(Region pointing data)
- - - - - - -

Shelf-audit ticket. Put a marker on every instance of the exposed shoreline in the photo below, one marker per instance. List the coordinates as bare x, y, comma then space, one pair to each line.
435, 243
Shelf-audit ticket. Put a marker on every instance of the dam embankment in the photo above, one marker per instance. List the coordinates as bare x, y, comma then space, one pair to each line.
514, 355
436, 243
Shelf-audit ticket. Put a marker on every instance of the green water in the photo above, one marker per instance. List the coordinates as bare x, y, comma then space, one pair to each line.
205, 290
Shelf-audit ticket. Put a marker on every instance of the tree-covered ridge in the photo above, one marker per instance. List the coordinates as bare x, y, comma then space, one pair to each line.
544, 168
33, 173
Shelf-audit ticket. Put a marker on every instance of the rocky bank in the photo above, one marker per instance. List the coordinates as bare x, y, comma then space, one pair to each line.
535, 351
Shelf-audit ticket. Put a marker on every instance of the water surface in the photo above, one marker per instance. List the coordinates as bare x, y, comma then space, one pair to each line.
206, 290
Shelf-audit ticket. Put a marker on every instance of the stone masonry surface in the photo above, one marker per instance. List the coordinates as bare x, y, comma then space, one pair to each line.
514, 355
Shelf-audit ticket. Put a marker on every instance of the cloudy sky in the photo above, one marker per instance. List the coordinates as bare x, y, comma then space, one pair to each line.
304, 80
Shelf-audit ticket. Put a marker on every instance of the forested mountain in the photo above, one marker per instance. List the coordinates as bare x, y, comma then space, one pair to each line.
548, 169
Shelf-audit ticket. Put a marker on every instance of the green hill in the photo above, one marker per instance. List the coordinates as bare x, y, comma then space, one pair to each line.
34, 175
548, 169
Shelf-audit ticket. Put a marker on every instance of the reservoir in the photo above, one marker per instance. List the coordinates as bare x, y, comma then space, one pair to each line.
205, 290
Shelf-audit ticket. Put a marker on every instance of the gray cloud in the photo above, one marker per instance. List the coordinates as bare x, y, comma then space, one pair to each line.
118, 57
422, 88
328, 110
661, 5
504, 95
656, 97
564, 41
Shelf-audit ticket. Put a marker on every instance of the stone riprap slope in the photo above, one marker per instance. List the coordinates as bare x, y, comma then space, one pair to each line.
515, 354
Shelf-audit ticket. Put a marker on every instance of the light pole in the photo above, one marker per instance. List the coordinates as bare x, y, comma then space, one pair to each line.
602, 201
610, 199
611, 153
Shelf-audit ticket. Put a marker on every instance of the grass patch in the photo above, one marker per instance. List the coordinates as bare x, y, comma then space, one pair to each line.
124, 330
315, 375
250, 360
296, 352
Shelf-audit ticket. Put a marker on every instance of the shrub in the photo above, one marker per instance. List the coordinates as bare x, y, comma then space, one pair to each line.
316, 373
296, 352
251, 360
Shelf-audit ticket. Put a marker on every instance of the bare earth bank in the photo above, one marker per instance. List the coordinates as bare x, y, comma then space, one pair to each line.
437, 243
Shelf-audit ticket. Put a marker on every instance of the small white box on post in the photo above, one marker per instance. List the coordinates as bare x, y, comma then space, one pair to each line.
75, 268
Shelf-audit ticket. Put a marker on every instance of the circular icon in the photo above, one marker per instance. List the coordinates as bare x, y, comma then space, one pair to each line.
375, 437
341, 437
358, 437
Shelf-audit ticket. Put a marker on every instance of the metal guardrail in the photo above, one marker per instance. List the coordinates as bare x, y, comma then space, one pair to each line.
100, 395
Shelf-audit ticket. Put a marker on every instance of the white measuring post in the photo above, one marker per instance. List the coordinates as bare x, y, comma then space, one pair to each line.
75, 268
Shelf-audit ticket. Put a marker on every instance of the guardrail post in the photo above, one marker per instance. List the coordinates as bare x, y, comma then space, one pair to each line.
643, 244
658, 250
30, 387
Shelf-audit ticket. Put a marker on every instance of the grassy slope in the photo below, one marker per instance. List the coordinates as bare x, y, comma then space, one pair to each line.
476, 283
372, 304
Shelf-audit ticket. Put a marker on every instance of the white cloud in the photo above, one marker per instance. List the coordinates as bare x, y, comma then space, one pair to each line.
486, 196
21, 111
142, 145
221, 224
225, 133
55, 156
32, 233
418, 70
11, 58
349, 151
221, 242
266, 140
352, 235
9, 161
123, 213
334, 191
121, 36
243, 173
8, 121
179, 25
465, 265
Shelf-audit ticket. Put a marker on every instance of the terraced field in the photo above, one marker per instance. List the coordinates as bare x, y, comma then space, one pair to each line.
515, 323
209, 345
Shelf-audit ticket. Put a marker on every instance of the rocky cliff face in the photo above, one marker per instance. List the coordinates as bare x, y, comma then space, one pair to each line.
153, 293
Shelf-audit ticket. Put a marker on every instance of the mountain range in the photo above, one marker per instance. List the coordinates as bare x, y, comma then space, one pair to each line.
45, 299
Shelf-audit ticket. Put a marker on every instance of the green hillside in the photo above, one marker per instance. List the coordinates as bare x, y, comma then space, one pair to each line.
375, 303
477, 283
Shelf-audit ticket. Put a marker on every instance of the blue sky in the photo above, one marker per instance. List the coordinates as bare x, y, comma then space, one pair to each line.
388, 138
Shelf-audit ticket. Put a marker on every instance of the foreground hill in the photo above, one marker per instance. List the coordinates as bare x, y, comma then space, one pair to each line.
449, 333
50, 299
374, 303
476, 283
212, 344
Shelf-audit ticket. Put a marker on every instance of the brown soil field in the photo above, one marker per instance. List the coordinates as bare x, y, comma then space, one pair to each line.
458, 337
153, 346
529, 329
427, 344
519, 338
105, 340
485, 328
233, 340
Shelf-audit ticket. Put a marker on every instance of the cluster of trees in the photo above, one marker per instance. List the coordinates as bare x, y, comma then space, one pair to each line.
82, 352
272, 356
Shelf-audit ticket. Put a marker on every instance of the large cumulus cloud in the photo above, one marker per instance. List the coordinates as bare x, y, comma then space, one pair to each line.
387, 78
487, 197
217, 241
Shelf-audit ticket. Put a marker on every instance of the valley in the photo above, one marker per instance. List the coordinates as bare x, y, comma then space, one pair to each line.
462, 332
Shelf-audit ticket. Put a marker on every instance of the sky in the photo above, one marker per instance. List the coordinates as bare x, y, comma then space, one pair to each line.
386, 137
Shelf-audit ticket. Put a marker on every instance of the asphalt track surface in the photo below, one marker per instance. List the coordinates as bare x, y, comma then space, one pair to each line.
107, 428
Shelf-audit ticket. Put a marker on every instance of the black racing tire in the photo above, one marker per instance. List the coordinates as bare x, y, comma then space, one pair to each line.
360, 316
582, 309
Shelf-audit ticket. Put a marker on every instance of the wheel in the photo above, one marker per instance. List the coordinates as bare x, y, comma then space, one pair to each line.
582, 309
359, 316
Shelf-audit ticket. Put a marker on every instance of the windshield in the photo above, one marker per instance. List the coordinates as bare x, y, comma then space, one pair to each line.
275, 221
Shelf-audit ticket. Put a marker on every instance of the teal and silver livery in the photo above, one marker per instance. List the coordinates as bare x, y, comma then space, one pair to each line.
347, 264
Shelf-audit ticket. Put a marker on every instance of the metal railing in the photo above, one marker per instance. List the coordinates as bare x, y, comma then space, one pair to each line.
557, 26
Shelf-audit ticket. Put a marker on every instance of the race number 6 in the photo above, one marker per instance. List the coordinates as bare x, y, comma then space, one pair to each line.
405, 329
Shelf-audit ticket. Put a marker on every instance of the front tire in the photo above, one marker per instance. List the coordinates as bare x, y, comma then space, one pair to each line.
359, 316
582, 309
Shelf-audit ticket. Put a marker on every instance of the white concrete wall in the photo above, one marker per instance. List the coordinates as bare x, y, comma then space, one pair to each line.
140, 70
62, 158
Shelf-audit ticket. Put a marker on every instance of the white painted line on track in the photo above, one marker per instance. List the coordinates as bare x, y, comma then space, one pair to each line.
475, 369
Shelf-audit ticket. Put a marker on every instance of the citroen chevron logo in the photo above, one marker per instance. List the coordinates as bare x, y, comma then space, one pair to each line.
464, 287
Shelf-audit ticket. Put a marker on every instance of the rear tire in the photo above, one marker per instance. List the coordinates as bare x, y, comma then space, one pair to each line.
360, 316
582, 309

- - - - - - -

Work to complete: Could you retype exactly the lines above from the one containing "Shelf-audit ticket. Put a marker on every instance of the teal" through the last line of the records, both included, and nothing else?

Answer to the exercise:
Shelf-audit ticket. Put a marker on every instance of the teal and silver livery in the photo above, one marker per instance. List the coordinates as bare x, y, comma then space, one pair to each line.
347, 264
Shelf-audit ticket. Put a marker on every instance of the metal railing in the photo above, one marker per instance. List the coordinates as bare x, y, comma then space, one pair to each line.
557, 26
Shelf-audit ticket. Put a marker on every instance of the race number 6 in the photo above, one marker per instance. List the coordinates as bare x, y, comma then space, one pair to each line.
405, 329
Shelf-audit ticket. Put a marker on every instance of the front tire in the photo above, one marker per instance. List the coordinates as bare x, y, comma then space, one pair to each line.
359, 316
582, 309
Shelf-audit ticket. Put a marker on every instance of the white concrete wall in the photo above, one marker per instance. List the coordinates as bare x, y, comma then space, one pair to each line.
140, 70
62, 158
Shelf-audit ticket. Put a marker on every instance of the white painted line on track in the photo above, one marker per instance. List the coordinates as bare x, y, comma then space, one pair to each line.
475, 369
Shelf-audit ticket. Put a marker on every instance of the citroen chevron logo in the photo above, one marker per instance. List the coordinates as bare x, y, comma then space, one pair to each line.
464, 287
Shelf-audit ticket. Put a marker on every instance of the rear tire in the photo above, one marker per instance. List the coordinates as bare x, y, comma then space, one pair to each line.
360, 316
582, 309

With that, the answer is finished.